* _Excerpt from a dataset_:
•••••

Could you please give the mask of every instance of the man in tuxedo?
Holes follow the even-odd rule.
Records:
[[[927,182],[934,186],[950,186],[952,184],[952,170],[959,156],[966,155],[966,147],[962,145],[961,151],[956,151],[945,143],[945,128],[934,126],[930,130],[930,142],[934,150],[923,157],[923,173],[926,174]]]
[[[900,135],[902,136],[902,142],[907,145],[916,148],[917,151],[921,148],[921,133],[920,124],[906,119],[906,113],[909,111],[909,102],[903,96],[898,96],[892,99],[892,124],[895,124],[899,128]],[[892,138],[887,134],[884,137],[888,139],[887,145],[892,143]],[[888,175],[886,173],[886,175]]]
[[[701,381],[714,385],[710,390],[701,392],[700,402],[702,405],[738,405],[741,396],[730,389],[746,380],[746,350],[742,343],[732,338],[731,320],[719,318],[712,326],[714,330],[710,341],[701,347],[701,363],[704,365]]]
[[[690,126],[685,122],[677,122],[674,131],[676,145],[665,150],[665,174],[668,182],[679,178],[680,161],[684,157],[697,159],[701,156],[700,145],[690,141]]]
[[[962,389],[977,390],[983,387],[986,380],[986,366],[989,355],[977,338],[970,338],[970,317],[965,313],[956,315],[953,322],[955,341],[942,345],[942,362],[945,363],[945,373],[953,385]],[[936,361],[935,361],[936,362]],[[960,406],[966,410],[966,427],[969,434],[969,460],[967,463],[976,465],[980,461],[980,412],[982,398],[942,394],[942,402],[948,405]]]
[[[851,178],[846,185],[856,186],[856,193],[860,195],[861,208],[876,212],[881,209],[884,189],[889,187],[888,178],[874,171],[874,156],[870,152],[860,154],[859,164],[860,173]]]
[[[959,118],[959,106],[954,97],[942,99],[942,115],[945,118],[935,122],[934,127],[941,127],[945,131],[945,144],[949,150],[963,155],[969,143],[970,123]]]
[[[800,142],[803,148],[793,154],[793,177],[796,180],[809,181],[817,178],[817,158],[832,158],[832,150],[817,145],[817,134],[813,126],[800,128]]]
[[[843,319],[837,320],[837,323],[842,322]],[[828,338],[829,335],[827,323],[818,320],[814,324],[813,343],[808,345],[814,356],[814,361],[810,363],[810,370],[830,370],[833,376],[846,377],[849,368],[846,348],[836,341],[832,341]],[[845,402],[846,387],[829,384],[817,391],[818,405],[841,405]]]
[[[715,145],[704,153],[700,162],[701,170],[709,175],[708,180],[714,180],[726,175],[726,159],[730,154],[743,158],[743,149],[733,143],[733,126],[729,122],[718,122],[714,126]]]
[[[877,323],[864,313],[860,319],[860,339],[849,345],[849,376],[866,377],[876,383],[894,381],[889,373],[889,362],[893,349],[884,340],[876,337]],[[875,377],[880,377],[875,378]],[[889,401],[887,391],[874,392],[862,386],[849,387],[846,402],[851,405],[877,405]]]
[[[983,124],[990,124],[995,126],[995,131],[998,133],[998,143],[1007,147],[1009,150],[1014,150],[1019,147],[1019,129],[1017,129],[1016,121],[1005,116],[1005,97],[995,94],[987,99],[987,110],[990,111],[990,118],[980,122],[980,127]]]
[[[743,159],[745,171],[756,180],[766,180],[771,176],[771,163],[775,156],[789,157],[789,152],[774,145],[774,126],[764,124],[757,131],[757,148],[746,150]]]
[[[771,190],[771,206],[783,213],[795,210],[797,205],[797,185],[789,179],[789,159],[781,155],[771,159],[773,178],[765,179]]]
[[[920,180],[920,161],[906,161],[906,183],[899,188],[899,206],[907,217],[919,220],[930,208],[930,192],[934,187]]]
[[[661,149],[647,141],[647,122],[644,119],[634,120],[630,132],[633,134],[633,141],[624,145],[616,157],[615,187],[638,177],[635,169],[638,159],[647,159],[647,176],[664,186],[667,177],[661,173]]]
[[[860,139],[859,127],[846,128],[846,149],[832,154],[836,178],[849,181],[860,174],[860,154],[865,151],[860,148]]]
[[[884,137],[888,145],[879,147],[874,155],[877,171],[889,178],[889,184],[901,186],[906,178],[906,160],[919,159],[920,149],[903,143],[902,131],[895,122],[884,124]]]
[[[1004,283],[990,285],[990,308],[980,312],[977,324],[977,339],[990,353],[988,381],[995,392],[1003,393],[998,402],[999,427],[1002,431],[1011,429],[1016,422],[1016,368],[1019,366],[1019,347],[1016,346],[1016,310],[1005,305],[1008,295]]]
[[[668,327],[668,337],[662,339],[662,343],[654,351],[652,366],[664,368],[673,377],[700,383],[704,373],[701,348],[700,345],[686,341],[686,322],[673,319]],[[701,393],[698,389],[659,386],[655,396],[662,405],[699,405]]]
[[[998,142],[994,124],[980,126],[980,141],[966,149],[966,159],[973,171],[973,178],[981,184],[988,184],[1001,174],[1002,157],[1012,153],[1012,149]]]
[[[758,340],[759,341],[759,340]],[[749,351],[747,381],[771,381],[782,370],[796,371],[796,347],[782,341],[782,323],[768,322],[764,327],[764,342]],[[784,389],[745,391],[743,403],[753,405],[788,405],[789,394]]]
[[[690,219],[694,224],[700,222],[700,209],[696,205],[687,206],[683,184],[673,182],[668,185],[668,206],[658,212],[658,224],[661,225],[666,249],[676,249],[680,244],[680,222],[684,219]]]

•••••

* _WORK TO COMPLETE_: List each line of the data above that contains the word "every".

* _EXERCISE RESULT_:
Could you please give the mask of every instance of the man in tuxedo?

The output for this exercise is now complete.